#### [PROBLEMS TO WORK ON]
**A.** List everything that the abstract on pharmacy workflow automation says modern automated workflow architectures enable.
**B.** Answer these questions from the abstract on pharmacy workflow automation:
(i) By what percentage does workflow automation reduce manual review requirements?
(ii) Which pattern do the incremental implementations in successful modernization approaches follow?
(iii) What three things does the integrated architectural framework synthesize?
**C.** Translate this sentence from the abstract on pharmacy workflow automation into Spanish: "Evidence from diverse pharmacy implementation contexts reveals that workflow automation reduces manual review requirements by 40-50%, decreases verification turnaround times by 30-35%, and improves medication safety through consistent drug interaction screening and contraindication evaluation protocols."

Transforming Medication Order Processing Through Workflow Automation: A Scholarly Analysis of Large-Scale Pharmacy System Modernization
DOI:
https://doi.org/10.22399/ijcesen.4775Keywords:
Workflow Automation, Medication Order Processing, Event-Driven Architecture,, Pharmacy Modernization, Clinical Decision SupportAbstract
Current pharmacy practice is burdened with increasing prescription volumes, disparate clinical information, and emerging regulatory requirements that cannot be adequately addressed by current monolithic, batch-oriented medication order processing systems. This scholarly analysis examines how transforming medication order processing systems into intelligent, event-driven pharmacy workflows addresses critical challenges, including poor productivity in labor-intensive verification processes, disparate clinical data across information silos, and cognitive overload stemming from inefficient system architectures. Through the synthesis of published research, industry best practices, and architectural patterns documented in healthcare informatics literature, this work demonstrates how modern automated workflow architectures utilizing microservices decomposition, event-driven orchestration engines, and decoupled clinical decision logic enable real-time routing, parallel processing, self-adaptive workflows, and increased throughput velocity under stringent safety constraints. Evidence from diverse pharmacy implementation contexts reveals that workflow automation reduces manual review requirements by 40-50%, decreases verification turnaround times by 30-35%, and improves medication safety through consistent drug interaction screening and contraindication evaluation protocols. This framework uniquely integrates strangler pattern migration architecture with parallel clinical validation and real-time safety monitoring controls specifically tailored to pharmacy workflow constraints and regulatory requirements. The analysis establishes that successful modernization approaches incorporate incremental implementations following the strangler pattern, comprehensive user adoption strategies with purposeful change management, and multi-disciplinary governance frameworks focused on clinical appropriateness and regulatory compliance throughout the automation lifecycle. This work contributes to the healthcare informatics literature by providing an integrated architectural framework synthesizing event-driven computing paradigms, microservices design patterns, and clinical governance principles specifically tailored to pharmacy workflow modernization contexts.

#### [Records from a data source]
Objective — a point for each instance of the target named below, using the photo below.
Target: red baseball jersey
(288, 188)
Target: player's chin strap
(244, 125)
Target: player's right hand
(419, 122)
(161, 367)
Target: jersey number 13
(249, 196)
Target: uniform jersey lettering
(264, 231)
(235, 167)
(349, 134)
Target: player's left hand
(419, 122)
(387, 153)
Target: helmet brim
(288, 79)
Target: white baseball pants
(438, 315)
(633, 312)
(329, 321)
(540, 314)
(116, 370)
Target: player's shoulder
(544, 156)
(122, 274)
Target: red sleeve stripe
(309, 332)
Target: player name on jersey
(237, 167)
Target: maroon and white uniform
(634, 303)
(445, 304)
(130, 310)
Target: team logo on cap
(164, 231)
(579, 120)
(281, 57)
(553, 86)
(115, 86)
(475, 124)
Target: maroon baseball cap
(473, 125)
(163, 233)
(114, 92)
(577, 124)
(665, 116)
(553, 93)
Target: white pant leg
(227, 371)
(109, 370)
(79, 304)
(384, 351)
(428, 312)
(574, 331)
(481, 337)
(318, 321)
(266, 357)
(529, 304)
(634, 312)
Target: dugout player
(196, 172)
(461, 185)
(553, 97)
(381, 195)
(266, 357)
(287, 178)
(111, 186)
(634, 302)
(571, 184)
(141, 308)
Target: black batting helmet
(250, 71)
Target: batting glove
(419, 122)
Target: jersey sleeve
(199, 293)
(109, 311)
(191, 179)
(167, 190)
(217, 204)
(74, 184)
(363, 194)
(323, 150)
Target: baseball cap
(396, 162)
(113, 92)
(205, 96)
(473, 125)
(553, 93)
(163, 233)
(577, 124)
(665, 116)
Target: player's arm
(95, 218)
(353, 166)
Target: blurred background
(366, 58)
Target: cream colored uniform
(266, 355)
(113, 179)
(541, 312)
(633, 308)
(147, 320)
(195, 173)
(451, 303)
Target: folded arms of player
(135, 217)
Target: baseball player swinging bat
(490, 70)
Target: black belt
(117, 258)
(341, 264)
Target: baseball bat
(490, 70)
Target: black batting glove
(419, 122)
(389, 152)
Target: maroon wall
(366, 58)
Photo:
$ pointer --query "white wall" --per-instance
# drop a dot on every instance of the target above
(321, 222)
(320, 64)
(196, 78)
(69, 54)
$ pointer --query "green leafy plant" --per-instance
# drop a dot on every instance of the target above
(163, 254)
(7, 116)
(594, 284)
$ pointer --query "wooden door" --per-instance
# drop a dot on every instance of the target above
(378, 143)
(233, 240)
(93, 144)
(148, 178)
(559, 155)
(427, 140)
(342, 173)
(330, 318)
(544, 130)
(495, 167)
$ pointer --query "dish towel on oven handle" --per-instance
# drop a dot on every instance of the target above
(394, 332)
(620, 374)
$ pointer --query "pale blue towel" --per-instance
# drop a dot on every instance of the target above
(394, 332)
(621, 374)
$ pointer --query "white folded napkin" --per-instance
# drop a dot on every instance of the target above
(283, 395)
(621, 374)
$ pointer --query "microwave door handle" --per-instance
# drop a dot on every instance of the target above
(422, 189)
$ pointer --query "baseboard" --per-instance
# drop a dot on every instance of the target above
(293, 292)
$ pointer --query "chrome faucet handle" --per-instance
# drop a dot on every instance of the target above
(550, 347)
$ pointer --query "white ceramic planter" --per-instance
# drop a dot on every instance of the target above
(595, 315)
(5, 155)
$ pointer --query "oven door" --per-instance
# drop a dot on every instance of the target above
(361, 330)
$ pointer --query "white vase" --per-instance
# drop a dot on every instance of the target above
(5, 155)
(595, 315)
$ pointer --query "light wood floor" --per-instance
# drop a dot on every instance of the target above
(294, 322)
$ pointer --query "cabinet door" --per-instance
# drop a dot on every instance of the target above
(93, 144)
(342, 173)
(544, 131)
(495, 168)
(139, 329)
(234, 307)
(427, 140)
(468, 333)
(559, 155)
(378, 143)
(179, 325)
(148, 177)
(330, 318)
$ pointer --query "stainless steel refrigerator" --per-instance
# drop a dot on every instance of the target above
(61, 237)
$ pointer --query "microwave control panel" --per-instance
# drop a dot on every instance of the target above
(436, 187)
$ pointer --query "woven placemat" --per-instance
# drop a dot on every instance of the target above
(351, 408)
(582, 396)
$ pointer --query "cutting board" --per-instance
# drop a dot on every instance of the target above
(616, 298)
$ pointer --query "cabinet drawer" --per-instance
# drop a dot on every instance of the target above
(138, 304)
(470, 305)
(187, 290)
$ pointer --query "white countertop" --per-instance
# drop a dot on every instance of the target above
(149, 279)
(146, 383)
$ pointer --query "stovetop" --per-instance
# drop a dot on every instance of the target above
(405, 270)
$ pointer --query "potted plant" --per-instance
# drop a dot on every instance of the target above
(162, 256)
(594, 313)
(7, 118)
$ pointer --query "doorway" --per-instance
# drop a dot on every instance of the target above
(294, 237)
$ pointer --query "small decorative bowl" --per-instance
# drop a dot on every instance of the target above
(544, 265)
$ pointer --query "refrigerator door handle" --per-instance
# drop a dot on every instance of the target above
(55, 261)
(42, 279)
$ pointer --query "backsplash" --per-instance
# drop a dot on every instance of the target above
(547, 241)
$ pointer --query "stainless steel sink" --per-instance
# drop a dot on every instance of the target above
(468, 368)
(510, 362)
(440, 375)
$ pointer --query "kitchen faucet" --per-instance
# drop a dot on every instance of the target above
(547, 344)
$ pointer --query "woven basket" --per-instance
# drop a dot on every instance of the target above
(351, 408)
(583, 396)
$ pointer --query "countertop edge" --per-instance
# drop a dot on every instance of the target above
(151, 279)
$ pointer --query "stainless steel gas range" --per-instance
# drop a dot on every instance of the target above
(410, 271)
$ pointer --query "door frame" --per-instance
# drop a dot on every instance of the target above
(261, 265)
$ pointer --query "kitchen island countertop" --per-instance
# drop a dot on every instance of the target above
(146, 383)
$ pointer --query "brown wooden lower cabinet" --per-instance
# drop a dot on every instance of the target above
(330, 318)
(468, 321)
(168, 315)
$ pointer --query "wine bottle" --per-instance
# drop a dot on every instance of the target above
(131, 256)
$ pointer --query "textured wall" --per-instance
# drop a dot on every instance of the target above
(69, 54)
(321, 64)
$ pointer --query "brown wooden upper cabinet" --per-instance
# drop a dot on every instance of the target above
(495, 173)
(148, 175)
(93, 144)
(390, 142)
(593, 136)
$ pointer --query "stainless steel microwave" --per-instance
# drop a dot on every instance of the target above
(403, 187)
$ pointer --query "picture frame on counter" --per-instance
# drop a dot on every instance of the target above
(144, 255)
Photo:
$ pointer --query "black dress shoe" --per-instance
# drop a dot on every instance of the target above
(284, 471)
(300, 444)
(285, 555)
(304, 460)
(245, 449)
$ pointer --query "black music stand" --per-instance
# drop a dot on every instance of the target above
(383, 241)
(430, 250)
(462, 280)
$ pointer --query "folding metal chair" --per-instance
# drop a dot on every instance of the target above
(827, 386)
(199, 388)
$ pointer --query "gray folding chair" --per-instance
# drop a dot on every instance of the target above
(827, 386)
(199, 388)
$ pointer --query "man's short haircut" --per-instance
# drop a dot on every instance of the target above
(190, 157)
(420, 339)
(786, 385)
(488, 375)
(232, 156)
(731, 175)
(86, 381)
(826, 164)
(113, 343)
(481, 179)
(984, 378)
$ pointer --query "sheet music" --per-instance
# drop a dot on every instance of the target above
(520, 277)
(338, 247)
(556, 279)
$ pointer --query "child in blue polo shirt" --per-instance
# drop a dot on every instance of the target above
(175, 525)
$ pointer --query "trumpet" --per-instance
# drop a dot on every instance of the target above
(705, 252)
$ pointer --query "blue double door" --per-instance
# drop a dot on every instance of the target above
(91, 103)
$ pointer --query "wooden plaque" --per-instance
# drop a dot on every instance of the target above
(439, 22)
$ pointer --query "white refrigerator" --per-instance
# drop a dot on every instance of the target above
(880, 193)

#### [SOLUTIONS TO THE EXERCISE]
**A.**
- Real-time routing
- Parallel processing
- Self-adaptive workflows
- Increased throughput velocity

**B.**
(i) By 40-50%.
(ii) The strangler pattern.
(iii) Event-driven computing paradigms, microservices design patterns, and clinical governance principles.

**C.** La evidencia procedente de diversos contextos de implementación en farmacias revela que la automatización del flujo de trabajo reduce los requisitos de revisión manual en un 40-50 %, disminuye los tiempos de respuesta de la verificación en un 30-35 % y mejora la seguridad de los medicamentos mediante protocolos coherentes de detección de interacciones farmacológicas y de evaluación de contraindicaciones.